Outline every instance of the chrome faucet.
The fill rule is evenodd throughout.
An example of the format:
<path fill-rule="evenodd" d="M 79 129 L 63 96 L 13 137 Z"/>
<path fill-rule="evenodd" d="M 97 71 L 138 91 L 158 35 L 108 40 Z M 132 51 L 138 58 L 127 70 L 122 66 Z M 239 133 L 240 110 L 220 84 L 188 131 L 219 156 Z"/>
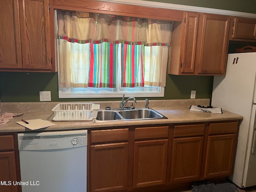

**EXERCISE TASK**. Copy the listing above line for line, exactly as it appears, and leave out the picture.

**TASK ANSWER**.
Outline every instance of the chrome faucet.
The fill rule is evenodd throughout.
An example of the format:
<path fill-rule="evenodd" d="M 79 129 L 63 96 L 13 137 Z"/>
<path fill-rule="evenodd" d="M 97 71 L 138 91 L 158 35 L 108 40 Z M 132 51 L 138 58 L 127 70 L 122 66 Z M 239 133 L 240 110 L 220 84 L 188 131 L 219 156 Z"/>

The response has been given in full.